▶ [本文]:
<<<<

大阪東教会礼拝説教ブログ

~日本基督教団大阪東教会の説教を掲載しています~

使徒言行録第19章21~40節

2021-02-14 15:43:47 | 使徒言行録

2021年2月7¥14日大阪東教会主日礼拝説教「」吉浦玲子

【聖書】

このようなことがあった後、パウロは、マケドニア州とアカイア州を通りエルサレムに行こうと決心し、「わたしはそこへ行った後、ローマも見なくてはならない」と言った。

そして、自分に仕えている者の中から、テモテとエラストの二人をマケドニア州に送り出し、彼自身はしばらくアジア州にとどまっていた。

そのころ、この道のことでただならぬ騒動が起こった。そのいきさつは次のとおりである。デメトリオという銀細工師が、アルテミスの神殿の模型を銀で造り、職人たちにかなり利益を得させていた。彼は、この職人たちや同じような仕事をしている者たちを集めて言った。「諸君、御承知のように、この仕事のお陰で、我々はもうけているのだが、諸君が見聞きしているとおり、あのパウロは『手で造ったものなどは神ではない』と言って、エフェソばかりでなくアジア州のほとんど全地域で、多くの人を説き伏せ、たぶらかしている。これでは、我々の仕事の評判が悪くなってしまうおそれがあるばかりでなく、偉大な女神アルテミスの神殿もないがしろにされ、アジア州全体、全世界があがめるこの女神の御威光さえも失われてしまうだろう。」

これを聞いた人々はひどく腹を立て、「エフェソ人のアルテミスは偉い方」と叫びだした。

>>>>

▶ [提供データ]:
<<<<

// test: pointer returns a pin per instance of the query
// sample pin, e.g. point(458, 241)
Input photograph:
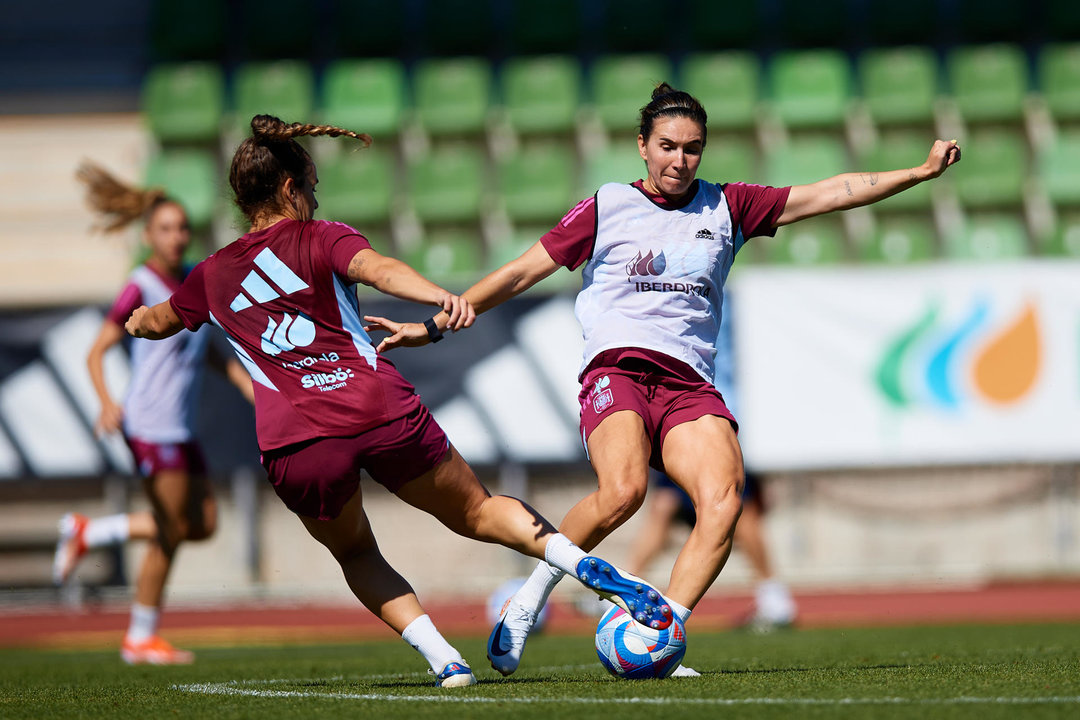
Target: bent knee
point(719, 504)
point(622, 500)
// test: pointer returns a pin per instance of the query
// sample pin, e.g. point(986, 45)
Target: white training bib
point(656, 276)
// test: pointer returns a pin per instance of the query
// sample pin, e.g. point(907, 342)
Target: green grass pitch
point(957, 671)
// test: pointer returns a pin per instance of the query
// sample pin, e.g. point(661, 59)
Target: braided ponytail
point(272, 130)
point(670, 103)
point(120, 204)
point(271, 154)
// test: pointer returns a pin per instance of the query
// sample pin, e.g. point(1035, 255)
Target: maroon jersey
point(283, 298)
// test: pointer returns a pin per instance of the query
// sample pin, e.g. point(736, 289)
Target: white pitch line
point(231, 690)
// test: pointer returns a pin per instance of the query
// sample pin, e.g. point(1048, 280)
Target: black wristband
point(433, 333)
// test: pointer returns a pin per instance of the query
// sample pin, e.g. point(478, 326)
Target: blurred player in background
point(327, 406)
point(656, 255)
point(157, 417)
point(667, 504)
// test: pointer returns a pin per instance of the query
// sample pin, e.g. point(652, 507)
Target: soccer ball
point(634, 651)
point(503, 593)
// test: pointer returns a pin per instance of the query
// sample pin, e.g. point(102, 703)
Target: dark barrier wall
point(48, 406)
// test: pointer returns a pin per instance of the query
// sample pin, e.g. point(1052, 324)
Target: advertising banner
point(940, 364)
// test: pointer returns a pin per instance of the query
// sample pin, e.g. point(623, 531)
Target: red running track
point(274, 623)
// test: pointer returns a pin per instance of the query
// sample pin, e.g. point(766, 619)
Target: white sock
point(774, 601)
point(144, 623)
point(680, 612)
point(534, 593)
point(108, 530)
point(561, 553)
point(428, 641)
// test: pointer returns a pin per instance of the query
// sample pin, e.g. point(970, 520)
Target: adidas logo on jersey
point(255, 287)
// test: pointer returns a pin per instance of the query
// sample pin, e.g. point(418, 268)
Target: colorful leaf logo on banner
point(1006, 369)
point(890, 370)
point(1003, 367)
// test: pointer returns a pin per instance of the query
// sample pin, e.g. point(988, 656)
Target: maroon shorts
point(151, 458)
point(319, 476)
point(660, 396)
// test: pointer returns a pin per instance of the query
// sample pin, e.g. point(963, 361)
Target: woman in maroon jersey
point(656, 254)
point(328, 406)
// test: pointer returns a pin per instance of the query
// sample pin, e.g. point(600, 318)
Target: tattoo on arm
point(354, 267)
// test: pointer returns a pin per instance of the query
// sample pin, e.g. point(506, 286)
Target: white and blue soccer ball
point(503, 593)
point(633, 651)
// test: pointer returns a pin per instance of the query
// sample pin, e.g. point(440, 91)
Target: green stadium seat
point(817, 241)
point(811, 89)
point(622, 85)
point(447, 185)
point(898, 240)
point(1058, 168)
point(285, 89)
point(553, 26)
point(541, 94)
point(729, 160)
point(1065, 240)
point(618, 163)
point(804, 161)
point(895, 151)
point(356, 188)
point(727, 84)
point(1060, 80)
point(184, 103)
point(451, 96)
point(450, 257)
point(994, 171)
point(989, 236)
point(900, 84)
point(724, 25)
point(191, 177)
point(988, 82)
point(537, 185)
point(367, 96)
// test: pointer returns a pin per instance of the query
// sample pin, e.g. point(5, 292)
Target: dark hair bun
point(661, 90)
point(269, 127)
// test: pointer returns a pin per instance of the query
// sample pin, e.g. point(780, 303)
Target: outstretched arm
point(850, 190)
point(495, 288)
point(111, 416)
point(156, 323)
point(394, 277)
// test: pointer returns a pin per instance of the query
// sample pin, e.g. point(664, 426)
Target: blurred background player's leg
point(773, 605)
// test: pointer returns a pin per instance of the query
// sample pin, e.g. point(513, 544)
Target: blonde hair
point(270, 155)
point(120, 204)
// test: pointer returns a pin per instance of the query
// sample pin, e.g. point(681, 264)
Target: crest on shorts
point(602, 394)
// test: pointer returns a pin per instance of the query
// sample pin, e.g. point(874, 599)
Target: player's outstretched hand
point(402, 335)
point(942, 154)
point(461, 313)
point(136, 324)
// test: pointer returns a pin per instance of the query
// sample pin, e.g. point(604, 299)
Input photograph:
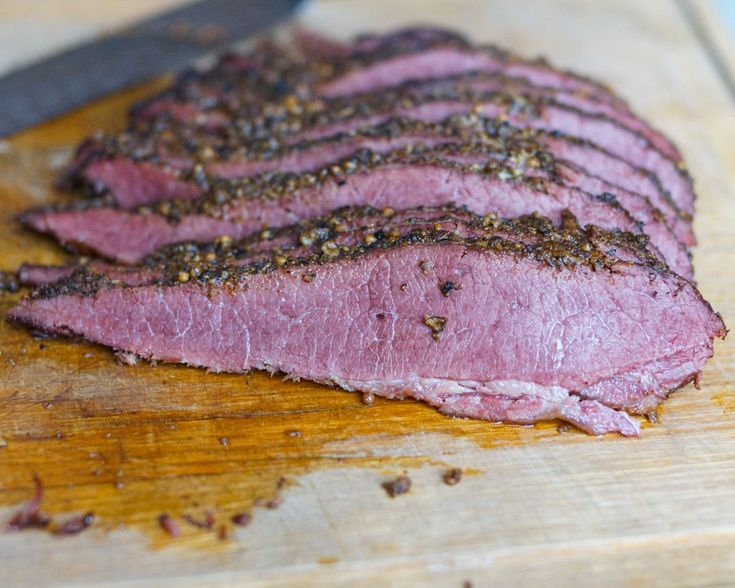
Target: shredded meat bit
point(30, 515)
point(223, 533)
point(242, 519)
point(75, 525)
point(452, 477)
point(436, 324)
point(401, 485)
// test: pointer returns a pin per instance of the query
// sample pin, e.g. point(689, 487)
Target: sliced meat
point(272, 71)
point(555, 299)
point(543, 114)
point(397, 180)
point(349, 226)
point(160, 166)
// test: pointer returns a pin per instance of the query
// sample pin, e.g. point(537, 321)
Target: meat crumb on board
point(401, 485)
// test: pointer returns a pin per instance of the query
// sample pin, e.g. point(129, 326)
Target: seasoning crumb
point(401, 485)
point(30, 515)
point(75, 524)
point(274, 503)
point(242, 519)
point(436, 324)
point(452, 477)
point(447, 288)
point(169, 525)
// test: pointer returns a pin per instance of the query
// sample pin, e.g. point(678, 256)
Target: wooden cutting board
point(536, 505)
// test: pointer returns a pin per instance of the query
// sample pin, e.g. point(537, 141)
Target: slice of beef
point(398, 180)
point(554, 298)
point(539, 113)
point(349, 226)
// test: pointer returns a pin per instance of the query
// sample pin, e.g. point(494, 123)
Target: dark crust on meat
point(275, 71)
point(532, 236)
point(264, 133)
point(524, 147)
point(219, 192)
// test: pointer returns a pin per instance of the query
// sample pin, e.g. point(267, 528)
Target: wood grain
point(540, 506)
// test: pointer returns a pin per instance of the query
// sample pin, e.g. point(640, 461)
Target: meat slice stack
point(409, 215)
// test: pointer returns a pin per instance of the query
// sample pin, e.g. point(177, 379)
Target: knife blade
point(165, 43)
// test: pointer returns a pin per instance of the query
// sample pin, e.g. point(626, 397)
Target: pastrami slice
point(492, 348)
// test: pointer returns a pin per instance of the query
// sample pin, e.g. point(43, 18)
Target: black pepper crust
point(277, 69)
point(255, 137)
point(515, 165)
point(220, 263)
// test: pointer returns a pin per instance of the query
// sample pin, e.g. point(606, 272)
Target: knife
point(167, 42)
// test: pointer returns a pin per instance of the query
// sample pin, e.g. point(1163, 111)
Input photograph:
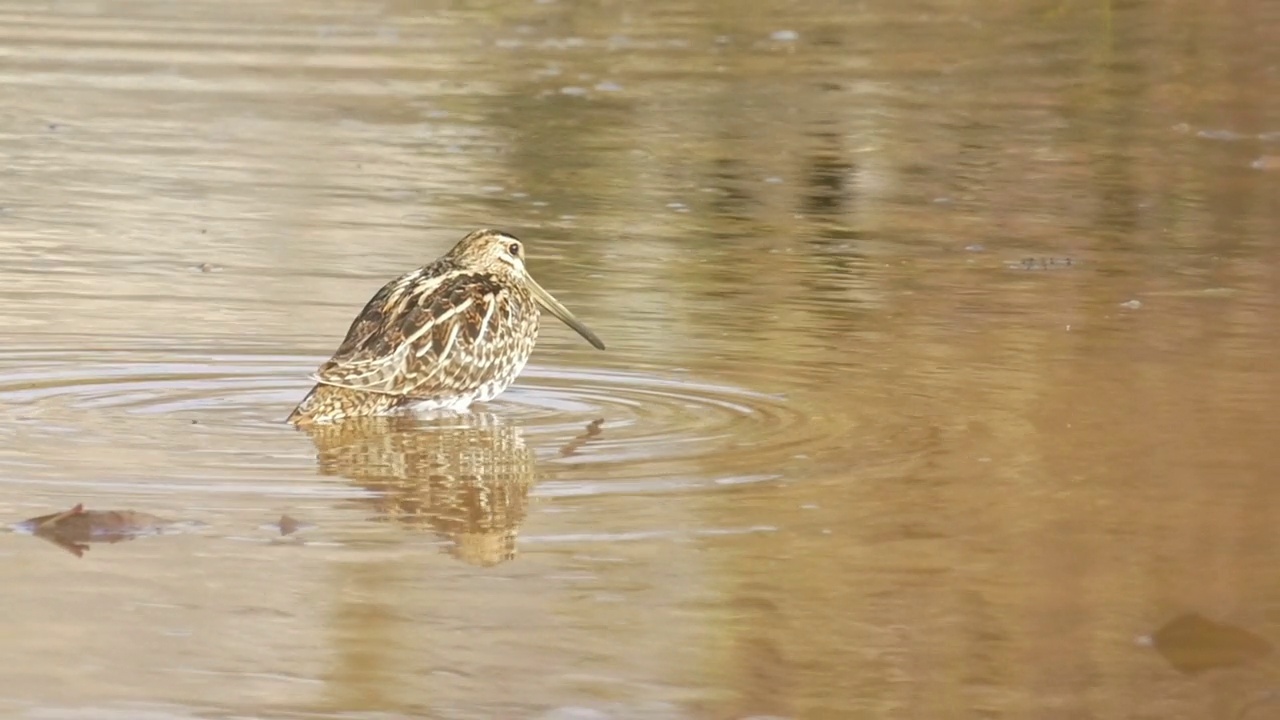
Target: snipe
point(439, 337)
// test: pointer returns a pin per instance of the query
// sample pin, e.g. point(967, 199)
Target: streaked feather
point(442, 336)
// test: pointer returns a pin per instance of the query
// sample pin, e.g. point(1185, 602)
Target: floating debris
point(1041, 264)
point(73, 529)
point(1193, 645)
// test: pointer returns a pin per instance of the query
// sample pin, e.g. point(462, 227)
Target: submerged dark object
point(1193, 645)
point(73, 529)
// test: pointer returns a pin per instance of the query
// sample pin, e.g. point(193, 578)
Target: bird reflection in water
point(465, 477)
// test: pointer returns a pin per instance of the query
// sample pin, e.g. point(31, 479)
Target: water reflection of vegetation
point(466, 478)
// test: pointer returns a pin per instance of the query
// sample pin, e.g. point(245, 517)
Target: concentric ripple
point(595, 429)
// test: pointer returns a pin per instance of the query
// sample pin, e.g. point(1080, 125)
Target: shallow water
point(941, 359)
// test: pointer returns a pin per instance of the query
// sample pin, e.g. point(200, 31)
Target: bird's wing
point(428, 333)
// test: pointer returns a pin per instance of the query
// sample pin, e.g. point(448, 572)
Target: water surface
point(940, 372)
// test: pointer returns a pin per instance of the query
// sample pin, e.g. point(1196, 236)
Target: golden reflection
point(465, 477)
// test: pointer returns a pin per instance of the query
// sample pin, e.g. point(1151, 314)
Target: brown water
point(942, 359)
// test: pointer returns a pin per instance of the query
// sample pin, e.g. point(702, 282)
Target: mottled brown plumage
point(439, 337)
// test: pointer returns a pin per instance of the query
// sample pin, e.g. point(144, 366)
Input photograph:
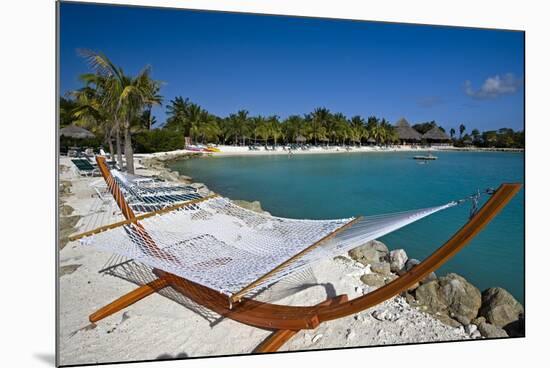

>>>>

▶ [出題 1]:
本文について次の問いに答えよ。
(a) パウロは、エルサレムに行った後にどこを見なくてはならないと言ったか。
(b) パウロがマケドニア州に送り出した二人は誰か。
(c) デメトリオは何を銀で造っていたか。
▶ [出題 2]:
本文のうち、「2021-02-14 15:43:47 | 使徒言行録」で始まり「くアジア州にとどまっていた。」で終わる部分を、一字も変えずに書き写せ。

▶ [解答例 1]:
(a) ローマ
(b) テモテとエラスト
(c) アルテミスの神殿の模型

▶ [解答例 2]:
2021-02-14 15:43:47 | 使徒言行録

2021年2月7¥14日大阪東教会主日礼拝説教「」吉浦玲子

【聖書】

このようなことがあった後、パウロは、マケドニア州とアカイア州を通りエルサレムに行こうと決心し、「わたしはそこへ行った後、ローマも見なくてはならない」と言った。

そして、自分に仕えている者の中から、テモテとエラストの二人をマケドニア州に送り出し、彼自身はしばらくアジア州にとどまっていた。